What is required | Every record, from the first line to the last, needs to be given again exactly.

Saved data entries:

>>>>

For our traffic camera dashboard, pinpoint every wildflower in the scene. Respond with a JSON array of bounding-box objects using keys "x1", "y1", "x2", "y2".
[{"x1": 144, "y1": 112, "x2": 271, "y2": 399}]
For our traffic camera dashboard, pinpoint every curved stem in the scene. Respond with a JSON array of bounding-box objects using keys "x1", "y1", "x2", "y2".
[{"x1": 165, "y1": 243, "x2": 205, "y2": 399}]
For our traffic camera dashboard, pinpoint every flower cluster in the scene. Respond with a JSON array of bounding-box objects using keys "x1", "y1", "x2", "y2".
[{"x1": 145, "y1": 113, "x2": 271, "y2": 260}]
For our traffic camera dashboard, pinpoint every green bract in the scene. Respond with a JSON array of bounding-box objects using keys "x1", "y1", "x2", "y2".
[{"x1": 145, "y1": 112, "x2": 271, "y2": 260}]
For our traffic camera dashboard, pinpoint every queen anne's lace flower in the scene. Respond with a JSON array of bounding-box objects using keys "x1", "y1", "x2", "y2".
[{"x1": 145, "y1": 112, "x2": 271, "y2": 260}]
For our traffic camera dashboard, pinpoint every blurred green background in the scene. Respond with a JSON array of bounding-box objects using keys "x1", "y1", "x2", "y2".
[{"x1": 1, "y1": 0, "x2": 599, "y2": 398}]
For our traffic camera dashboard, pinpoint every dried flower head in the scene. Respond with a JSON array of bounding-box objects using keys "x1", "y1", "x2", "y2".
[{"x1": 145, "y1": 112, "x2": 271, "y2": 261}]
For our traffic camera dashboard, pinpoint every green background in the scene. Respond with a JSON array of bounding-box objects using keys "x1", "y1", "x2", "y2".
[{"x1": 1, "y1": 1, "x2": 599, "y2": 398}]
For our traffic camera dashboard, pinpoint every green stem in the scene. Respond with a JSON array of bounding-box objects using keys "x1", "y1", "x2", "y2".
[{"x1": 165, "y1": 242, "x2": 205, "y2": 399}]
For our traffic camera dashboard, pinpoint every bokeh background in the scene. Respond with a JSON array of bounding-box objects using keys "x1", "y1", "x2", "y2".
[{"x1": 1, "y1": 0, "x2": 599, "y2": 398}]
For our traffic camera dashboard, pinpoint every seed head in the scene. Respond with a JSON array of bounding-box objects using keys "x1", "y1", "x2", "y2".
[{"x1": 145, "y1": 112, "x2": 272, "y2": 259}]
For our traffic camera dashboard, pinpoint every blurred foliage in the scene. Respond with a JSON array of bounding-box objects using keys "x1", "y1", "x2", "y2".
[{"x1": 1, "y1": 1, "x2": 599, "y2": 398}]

<<<<

Output for this task |
For our traffic camera dashboard, pinpoint every wildflower in the scene. Respond with a JSON array of bounding-box objects using keys "x1", "y1", "x2", "y2".
[{"x1": 144, "y1": 112, "x2": 271, "y2": 399}]
For our traffic camera dashboard, pinpoint every curved stem in the scene. Respond with a JSON array of bounding-box objects using keys "x1", "y1", "x2", "y2".
[{"x1": 165, "y1": 243, "x2": 205, "y2": 399}]
For our traffic camera dashboard, pinpoint every flower cluster in the scene. Respond with a JSON array of bounding-box objects using keys "x1", "y1", "x2", "y2".
[{"x1": 145, "y1": 113, "x2": 271, "y2": 260}]
For our traffic camera dashboard, pinpoint every green bract in the scene. Respond with a JSON array of bounding-box objects using keys "x1", "y1", "x2", "y2".
[{"x1": 145, "y1": 112, "x2": 271, "y2": 260}]
For our traffic camera dashboard, pinpoint every queen anne's lace flower in the scene. Respond with a JSON array of bounding-box objects using keys "x1", "y1", "x2", "y2".
[{"x1": 145, "y1": 112, "x2": 271, "y2": 260}]
For our traffic camera dashboard, pinpoint every blurred green background in the scene. Respond with a JSON array of bounding-box objects using keys "x1", "y1", "x2", "y2".
[{"x1": 1, "y1": 0, "x2": 599, "y2": 398}]
For our traffic camera dashboard, pinpoint every dried flower head in the scene. Respond with a JSON array of bounding-box objects using keys "x1", "y1", "x2", "y2".
[{"x1": 145, "y1": 112, "x2": 271, "y2": 261}]
For our traffic camera dashboard, pinpoint every green background in the scene. Respond with a JSON array of bounding-box objects using keys "x1", "y1", "x2", "y2".
[{"x1": 1, "y1": 1, "x2": 599, "y2": 398}]
For our traffic camera dashboard, pinpoint every green stem in the scene. Respond with a JSON array of bounding-box objects using keys "x1", "y1", "x2", "y2".
[{"x1": 165, "y1": 242, "x2": 205, "y2": 399}]
For our traffic camera dashboard, pinpoint every bokeh background in the scene. Respond with a JSON array of bounding-box objects using keys "x1", "y1", "x2", "y2".
[{"x1": 1, "y1": 0, "x2": 599, "y2": 398}]
For our traffic camera dashboard, pinpoint every seed head in the scene. Respond with a JSON array of bounding-box objects using keys "x1", "y1", "x2", "y2".
[{"x1": 145, "y1": 112, "x2": 272, "y2": 259}]
For our traffic camera dashboard, pinpoint every blurred foliage in the scene. Respond with a JSON array of bounding-box objects using keys "x1", "y1", "x2", "y2".
[{"x1": 1, "y1": 1, "x2": 599, "y2": 398}]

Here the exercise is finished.